• **What this task involves**
Copy out every line in the listing below that contains the string "tree". Treat uppercase and lowercase letters as different.
/---
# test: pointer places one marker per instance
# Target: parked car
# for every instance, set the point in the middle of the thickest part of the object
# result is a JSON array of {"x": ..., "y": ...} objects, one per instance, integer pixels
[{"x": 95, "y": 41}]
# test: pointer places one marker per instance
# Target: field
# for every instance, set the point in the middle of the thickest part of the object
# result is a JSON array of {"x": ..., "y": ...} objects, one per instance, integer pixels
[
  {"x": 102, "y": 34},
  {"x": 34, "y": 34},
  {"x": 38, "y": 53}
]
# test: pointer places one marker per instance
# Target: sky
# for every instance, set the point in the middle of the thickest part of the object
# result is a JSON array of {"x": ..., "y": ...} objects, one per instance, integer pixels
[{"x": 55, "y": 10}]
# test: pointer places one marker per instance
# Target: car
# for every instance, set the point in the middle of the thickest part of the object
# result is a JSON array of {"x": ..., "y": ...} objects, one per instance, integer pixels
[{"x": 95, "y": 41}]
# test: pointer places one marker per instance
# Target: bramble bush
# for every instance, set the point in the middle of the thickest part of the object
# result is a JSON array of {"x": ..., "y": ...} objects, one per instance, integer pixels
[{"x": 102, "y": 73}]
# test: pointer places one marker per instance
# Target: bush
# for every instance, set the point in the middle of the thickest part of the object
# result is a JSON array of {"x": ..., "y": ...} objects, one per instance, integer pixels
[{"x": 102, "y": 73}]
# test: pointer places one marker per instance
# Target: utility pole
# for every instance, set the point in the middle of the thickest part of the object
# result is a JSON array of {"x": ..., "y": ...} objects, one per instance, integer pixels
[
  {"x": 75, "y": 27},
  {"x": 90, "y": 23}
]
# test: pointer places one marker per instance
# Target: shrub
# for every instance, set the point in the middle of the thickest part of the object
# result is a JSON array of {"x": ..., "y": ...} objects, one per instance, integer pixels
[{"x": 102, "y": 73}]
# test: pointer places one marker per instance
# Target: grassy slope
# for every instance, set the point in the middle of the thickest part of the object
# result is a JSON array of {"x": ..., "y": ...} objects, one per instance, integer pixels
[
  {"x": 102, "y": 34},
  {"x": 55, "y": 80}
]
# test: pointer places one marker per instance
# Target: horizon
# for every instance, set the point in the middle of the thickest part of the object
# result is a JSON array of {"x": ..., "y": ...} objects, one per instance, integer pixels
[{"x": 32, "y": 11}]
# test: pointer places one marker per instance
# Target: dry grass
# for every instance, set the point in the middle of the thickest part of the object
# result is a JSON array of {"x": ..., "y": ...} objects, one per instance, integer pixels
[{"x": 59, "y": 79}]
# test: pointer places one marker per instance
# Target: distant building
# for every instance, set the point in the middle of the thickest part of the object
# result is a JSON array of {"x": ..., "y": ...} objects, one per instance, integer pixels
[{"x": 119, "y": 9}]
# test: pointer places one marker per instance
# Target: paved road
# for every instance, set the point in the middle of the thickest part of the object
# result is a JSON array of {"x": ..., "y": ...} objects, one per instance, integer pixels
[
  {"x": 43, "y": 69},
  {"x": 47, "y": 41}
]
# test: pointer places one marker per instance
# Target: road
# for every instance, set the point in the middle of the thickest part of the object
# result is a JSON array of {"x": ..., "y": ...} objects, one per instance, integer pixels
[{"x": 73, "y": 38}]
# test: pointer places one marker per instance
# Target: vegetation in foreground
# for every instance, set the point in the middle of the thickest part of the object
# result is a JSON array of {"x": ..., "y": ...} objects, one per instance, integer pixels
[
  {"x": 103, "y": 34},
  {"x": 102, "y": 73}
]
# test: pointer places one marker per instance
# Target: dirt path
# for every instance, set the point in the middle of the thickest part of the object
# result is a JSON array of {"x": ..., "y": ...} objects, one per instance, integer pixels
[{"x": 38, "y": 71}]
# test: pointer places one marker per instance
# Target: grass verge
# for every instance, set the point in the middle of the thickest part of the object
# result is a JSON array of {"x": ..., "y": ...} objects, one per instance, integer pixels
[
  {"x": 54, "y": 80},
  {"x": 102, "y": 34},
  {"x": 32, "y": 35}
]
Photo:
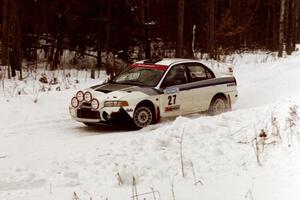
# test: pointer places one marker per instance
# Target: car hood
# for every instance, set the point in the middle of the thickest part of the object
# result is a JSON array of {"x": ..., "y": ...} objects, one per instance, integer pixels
[{"x": 111, "y": 91}]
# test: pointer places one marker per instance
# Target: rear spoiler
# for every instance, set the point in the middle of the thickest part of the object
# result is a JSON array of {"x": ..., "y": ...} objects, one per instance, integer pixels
[{"x": 222, "y": 68}]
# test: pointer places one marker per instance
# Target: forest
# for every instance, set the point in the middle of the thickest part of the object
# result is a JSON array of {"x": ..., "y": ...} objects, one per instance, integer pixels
[{"x": 139, "y": 29}]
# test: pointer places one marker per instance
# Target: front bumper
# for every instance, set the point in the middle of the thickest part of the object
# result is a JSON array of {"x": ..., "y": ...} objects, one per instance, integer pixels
[{"x": 103, "y": 115}]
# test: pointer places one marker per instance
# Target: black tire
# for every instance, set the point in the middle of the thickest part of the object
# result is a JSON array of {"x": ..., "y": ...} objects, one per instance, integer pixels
[
  {"x": 143, "y": 116},
  {"x": 218, "y": 105},
  {"x": 88, "y": 124}
]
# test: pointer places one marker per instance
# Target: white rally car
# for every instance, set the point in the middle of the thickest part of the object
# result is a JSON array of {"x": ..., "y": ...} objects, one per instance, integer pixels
[{"x": 153, "y": 89}]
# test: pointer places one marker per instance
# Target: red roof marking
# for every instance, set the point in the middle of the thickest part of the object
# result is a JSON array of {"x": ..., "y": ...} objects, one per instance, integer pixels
[{"x": 158, "y": 67}]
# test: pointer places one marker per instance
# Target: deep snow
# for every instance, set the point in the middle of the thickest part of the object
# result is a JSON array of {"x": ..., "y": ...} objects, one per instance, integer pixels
[{"x": 45, "y": 155}]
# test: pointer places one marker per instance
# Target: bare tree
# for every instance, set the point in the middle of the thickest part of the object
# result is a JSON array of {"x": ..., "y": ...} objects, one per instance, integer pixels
[
  {"x": 180, "y": 28},
  {"x": 15, "y": 33},
  {"x": 211, "y": 28},
  {"x": 281, "y": 28},
  {"x": 4, "y": 33}
]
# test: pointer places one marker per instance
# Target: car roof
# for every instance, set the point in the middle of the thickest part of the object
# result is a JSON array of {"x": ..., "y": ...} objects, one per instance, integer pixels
[{"x": 167, "y": 61}]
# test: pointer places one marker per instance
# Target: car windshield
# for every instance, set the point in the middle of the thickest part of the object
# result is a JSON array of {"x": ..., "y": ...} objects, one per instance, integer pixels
[{"x": 139, "y": 76}]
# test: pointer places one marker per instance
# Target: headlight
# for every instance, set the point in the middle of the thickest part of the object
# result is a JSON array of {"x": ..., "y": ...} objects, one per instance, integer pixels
[
  {"x": 115, "y": 103},
  {"x": 95, "y": 104},
  {"x": 87, "y": 96},
  {"x": 74, "y": 102},
  {"x": 79, "y": 96}
]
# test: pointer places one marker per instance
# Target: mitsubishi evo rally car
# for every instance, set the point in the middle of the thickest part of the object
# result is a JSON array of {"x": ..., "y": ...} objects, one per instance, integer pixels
[{"x": 153, "y": 89}]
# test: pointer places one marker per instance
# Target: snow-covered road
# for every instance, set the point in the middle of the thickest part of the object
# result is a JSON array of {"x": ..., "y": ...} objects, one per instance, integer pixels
[{"x": 45, "y": 155}]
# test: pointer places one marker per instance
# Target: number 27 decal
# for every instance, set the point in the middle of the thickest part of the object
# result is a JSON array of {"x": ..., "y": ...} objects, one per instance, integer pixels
[{"x": 172, "y": 99}]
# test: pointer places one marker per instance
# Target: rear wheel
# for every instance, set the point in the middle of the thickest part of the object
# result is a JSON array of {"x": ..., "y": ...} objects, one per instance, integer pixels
[
  {"x": 88, "y": 124},
  {"x": 142, "y": 117},
  {"x": 218, "y": 105}
]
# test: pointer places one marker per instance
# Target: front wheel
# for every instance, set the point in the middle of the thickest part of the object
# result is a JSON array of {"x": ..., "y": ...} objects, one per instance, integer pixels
[
  {"x": 218, "y": 105},
  {"x": 142, "y": 117}
]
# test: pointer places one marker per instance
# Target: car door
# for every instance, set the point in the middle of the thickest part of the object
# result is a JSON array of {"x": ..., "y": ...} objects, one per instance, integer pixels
[
  {"x": 175, "y": 100},
  {"x": 200, "y": 78}
]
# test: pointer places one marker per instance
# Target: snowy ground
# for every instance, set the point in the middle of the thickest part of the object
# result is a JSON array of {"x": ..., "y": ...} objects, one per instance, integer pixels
[{"x": 45, "y": 155}]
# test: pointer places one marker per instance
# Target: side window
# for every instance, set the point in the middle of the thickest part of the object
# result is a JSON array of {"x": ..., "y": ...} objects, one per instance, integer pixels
[
  {"x": 198, "y": 73},
  {"x": 176, "y": 76}
]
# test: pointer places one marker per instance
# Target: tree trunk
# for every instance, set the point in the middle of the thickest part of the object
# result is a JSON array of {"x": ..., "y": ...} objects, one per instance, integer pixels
[
  {"x": 281, "y": 28},
  {"x": 147, "y": 30},
  {"x": 211, "y": 28},
  {"x": 15, "y": 24},
  {"x": 290, "y": 44},
  {"x": 180, "y": 28},
  {"x": 4, "y": 33},
  {"x": 275, "y": 32}
]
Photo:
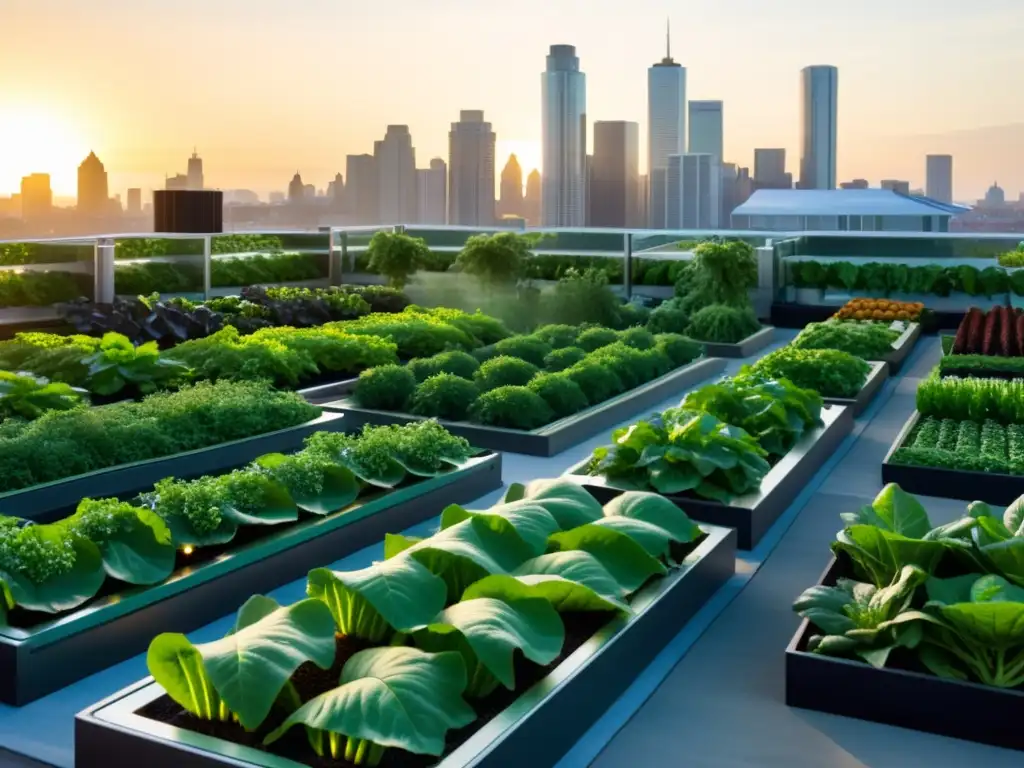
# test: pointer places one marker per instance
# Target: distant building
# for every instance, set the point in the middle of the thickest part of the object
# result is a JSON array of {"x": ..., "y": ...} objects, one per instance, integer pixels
[
  {"x": 431, "y": 193},
  {"x": 939, "y": 177},
  {"x": 471, "y": 171},
  {"x": 819, "y": 86}
]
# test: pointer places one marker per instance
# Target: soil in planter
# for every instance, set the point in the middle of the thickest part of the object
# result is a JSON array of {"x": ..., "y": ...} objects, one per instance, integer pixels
[{"x": 311, "y": 681}]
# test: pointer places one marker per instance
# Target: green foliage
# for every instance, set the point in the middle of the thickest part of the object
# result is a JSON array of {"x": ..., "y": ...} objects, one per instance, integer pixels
[{"x": 828, "y": 372}]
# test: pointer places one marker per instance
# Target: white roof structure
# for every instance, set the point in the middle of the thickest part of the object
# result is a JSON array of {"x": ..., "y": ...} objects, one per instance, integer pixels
[{"x": 842, "y": 203}]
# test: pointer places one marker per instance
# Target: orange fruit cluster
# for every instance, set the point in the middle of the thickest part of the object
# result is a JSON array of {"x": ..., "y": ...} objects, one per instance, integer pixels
[{"x": 880, "y": 309}]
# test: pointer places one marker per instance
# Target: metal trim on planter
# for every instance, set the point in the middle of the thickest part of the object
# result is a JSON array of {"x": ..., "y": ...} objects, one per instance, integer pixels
[
  {"x": 50, "y": 501},
  {"x": 559, "y": 435},
  {"x": 37, "y": 662},
  {"x": 752, "y": 515},
  {"x": 872, "y": 385},
  {"x": 537, "y": 729},
  {"x": 856, "y": 689},
  {"x": 990, "y": 487},
  {"x": 745, "y": 348}
]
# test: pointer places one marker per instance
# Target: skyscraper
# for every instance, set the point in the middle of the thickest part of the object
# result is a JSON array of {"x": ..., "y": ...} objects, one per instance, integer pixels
[
  {"x": 471, "y": 171},
  {"x": 819, "y": 86},
  {"x": 614, "y": 179},
  {"x": 563, "y": 114},
  {"x": 395, "y": 159},
  {"x": 666, "y": 129},
  {"x": 431, "y": 193},
  {"x": 93, "y": 195},
  {"x": 939, "y": 177}
]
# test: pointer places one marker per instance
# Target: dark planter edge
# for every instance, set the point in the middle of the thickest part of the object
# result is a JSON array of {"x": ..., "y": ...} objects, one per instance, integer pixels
[
  {"x": 855, "y": 689},
  {"x": 542, "y": 724},
  {"x": 34, "y": 664},
  {"x": 754, "y": 514},
  {"x": 560, "y": 435}
]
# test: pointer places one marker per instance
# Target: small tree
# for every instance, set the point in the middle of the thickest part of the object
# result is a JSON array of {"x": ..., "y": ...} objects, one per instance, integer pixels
[{"x": 397, "y": 256}]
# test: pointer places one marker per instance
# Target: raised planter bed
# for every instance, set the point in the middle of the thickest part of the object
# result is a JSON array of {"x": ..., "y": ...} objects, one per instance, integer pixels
[
  {"x": 902, "y": 697},
  {"x": 47, "y": 656},
  {"x": 753, "y": 514},
  {"x": 537, "y": 729},
  {"x": 49, "y": 501},
  {"x": 878, "y": 376},
  {"x": 559, "y": 435},
  {"x": 948, "y": 483},
  {"x": 745, "y": 348}
]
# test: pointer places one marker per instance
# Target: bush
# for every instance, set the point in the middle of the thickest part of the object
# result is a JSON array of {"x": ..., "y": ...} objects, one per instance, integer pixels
[
  {"x": 385, "y": 388},
  {"x": 524, "y": 347},
  {"x": 504, "y": 372},
  {"x": 723, "y": 325},
  {"x": 459, "y": 364},
  {"x": 444, "y": 396},
  {"x": 563, "y": 358},
  {"x": 595, "y": 338},
  {"x": 513, "y": 408}
]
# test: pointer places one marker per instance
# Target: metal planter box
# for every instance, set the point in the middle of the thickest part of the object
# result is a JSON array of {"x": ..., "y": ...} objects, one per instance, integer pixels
[
  {"x": 42, "y": 659},
  {"x": 559, "y": 435},
  {"x": 536, "y": 730},
  {"x": 900, "y": 697},
  {"x": 753, "y": 515}
]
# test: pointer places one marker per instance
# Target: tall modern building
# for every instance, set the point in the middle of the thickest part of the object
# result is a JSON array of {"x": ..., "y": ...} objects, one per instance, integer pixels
\---
• **Answer below**
# Target: bare tree
# Target: tree trunk
# Target: small tree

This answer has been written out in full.